** BEGIN RECORDS SUPPLIED **
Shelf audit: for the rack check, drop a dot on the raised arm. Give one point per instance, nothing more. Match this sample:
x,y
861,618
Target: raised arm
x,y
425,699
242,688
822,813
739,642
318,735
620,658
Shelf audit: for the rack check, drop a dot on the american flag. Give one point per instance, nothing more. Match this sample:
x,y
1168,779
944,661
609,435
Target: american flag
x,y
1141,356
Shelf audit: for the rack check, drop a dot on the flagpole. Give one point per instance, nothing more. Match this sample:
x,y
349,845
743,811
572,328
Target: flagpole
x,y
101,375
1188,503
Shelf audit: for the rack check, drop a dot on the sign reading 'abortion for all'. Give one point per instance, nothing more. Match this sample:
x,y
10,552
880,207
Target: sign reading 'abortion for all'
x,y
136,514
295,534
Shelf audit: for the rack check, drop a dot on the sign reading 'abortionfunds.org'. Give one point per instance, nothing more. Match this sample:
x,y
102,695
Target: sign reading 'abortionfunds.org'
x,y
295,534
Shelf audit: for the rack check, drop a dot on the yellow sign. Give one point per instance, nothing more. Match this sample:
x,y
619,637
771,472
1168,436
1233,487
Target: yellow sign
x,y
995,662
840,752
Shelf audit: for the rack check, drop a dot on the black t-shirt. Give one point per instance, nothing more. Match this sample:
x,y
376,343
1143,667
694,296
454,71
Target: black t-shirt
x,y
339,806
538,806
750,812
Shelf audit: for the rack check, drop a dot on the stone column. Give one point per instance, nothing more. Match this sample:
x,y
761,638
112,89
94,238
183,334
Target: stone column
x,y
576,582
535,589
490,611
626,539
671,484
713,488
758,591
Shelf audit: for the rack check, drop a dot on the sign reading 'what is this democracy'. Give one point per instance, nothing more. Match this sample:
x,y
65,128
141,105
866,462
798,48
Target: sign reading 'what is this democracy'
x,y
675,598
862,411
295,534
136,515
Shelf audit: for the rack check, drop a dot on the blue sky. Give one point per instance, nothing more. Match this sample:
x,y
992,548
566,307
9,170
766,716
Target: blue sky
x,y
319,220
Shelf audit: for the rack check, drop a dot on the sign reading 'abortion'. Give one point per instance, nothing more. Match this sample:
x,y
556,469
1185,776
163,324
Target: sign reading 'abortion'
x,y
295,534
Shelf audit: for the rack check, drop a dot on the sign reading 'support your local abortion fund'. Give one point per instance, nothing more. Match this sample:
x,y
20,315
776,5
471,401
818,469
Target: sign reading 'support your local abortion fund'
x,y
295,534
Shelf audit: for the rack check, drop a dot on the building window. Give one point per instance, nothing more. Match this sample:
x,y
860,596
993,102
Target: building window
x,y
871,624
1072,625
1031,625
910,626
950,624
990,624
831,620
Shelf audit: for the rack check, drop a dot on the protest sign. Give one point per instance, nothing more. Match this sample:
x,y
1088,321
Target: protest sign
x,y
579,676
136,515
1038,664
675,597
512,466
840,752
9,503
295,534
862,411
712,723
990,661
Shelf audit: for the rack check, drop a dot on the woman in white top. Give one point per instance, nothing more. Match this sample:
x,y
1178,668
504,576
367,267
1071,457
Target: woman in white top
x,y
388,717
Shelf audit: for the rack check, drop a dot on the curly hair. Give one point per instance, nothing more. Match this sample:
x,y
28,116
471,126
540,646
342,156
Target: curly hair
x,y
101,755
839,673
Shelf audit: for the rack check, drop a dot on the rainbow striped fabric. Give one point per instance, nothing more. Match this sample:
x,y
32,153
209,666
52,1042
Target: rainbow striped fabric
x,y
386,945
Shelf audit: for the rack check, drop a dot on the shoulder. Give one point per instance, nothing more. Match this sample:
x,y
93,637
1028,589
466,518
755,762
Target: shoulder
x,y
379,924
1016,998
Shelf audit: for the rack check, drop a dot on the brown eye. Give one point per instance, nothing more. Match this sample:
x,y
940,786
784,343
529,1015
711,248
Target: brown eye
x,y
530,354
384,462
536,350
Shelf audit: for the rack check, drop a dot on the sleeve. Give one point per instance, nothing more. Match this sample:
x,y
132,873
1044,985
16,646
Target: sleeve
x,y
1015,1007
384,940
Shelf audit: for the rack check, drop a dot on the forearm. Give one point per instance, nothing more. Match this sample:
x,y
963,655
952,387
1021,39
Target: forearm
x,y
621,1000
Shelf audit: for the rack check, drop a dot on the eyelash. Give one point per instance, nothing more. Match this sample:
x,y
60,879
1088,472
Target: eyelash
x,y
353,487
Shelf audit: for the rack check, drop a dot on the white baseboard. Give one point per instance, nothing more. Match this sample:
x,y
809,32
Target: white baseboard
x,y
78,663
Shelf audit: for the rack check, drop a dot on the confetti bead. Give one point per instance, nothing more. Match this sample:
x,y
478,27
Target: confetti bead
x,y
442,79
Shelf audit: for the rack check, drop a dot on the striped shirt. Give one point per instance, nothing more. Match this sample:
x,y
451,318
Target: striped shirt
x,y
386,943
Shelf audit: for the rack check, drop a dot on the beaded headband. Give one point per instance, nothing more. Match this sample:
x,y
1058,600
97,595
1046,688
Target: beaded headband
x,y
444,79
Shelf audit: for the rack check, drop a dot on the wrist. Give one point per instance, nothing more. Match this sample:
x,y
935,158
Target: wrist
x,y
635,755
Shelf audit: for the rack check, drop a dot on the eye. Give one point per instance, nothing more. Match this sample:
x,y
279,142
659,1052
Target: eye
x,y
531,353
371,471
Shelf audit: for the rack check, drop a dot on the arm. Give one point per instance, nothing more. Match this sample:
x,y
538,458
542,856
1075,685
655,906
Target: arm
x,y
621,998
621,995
** END RECORDS SUPPLIED **
Begin with the line that contains "on the sleeve." and end with the last line of the records; set down every line in that span exactly, and nothing else.

Shelf audit: for the rack check, drop a dot on the sleeve. Give one point per instance, nothing more. Match this sample:
x,y
132,873
1044,985
16,646
Target: sleeve
x,y
1015,1007
384,940
Shelf audit: for the rack check, drop a dot on the forearm. Give one point per instance, nothing more. Match this sample:
x,y
963,655
952,387
1021,39
Target: forearm
x,y
621,1000
Shelf audit: for the rack check, drop a dot on the eyelash. Give one point per instance, nothing more. Match this sample:
x,y
60,879
1088,472
Target: eyelash
x,y
353,487
Shelf audit: for the rack check, drop a dot on the white baseboard. Give one point per instance, nothing more. Match this sample:
x,y
809,32
Target: white baseboard
x,y
78,663
Shelf audit: for the rack check, drop a dot on the confetti bead. Give one point per instance, nothing more. Match this sample:
x,y
478,27
Target: confetti bead
x,y
442,79
Shelf audit: for the rack check, drop a dot on the striped shirt. Give one point per instance, nothing more. Match this sample:
x,y
451,318
Target: striped shirt
x,y
386,943
Shelf audit: for the rack check, drop a dot on the beaded headband. Give one point per instance, nothing more. Match this sample:
x,y
1058,600
97,595
1046,688
Target: beaded headband
x,y
444,79
Shelf audit: for the rack check, drop a dot on the wrist. Give one point per instance, nothing more. Match this sample:
x,y
935,158
Target: wrist
x,y
635,755
Shelf audit: for the rack check, drop a dot on the eye. Give one point per instance, nothing more. Match this sample:
x,y
279,142
659,1052
Target: eye
x,y
531,353
371,471
Shelf audit: for the rack check, drop a dot on the arm. Give one point per instance, nothing more. Match this sample:
x,y
538,458
542,856
1075,685
655,906
Target: arm
x,y
621,998
621,995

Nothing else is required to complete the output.